## start Information provided

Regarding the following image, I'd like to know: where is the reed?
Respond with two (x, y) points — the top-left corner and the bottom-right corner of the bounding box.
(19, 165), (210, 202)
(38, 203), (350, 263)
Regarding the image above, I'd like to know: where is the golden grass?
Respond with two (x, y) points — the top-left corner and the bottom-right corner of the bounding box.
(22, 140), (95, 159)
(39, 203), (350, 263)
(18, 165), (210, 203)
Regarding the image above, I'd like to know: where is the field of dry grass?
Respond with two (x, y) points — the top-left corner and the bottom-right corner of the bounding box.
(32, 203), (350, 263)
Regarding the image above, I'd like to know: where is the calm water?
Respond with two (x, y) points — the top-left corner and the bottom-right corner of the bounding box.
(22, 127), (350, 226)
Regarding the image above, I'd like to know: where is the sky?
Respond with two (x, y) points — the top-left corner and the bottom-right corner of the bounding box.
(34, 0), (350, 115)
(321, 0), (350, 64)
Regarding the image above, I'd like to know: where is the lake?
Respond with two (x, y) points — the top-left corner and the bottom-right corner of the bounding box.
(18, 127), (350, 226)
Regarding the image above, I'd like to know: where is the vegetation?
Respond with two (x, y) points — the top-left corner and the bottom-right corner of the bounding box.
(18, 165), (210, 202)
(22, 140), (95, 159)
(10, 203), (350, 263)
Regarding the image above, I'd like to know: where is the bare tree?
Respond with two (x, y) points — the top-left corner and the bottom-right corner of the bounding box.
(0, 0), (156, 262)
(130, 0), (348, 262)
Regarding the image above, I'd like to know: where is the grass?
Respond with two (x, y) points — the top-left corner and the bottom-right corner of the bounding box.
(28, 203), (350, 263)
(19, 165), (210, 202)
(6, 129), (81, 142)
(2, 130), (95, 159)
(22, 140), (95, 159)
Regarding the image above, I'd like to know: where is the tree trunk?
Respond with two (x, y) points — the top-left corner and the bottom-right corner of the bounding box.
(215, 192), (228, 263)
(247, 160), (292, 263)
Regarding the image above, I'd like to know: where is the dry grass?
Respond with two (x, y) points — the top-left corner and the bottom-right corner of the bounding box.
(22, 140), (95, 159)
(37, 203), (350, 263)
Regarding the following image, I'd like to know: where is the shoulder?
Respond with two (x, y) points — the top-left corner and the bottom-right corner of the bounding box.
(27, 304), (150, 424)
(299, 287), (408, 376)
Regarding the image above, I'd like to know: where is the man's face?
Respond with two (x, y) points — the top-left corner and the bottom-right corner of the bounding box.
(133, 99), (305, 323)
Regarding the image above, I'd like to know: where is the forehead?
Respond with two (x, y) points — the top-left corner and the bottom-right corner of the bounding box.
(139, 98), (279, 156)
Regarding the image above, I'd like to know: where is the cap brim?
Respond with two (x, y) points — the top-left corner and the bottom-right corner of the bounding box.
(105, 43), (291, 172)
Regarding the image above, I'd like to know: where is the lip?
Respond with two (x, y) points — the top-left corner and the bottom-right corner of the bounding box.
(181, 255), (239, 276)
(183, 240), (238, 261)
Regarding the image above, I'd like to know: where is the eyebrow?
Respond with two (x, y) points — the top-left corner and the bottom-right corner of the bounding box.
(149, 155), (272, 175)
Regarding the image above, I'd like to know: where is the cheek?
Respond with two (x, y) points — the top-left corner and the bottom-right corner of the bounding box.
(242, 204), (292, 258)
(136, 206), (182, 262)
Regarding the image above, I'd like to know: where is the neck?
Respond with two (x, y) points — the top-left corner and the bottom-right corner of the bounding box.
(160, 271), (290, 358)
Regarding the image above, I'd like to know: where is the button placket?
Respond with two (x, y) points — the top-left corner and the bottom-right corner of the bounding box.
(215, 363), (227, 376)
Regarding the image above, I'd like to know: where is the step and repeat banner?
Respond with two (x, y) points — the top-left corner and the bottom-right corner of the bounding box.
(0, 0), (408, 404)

## end Information provided

=== Task ===
How many lines of the records contain the string "tree"? Count with case sensitivity and give only the number.

=== Correct answer ===
2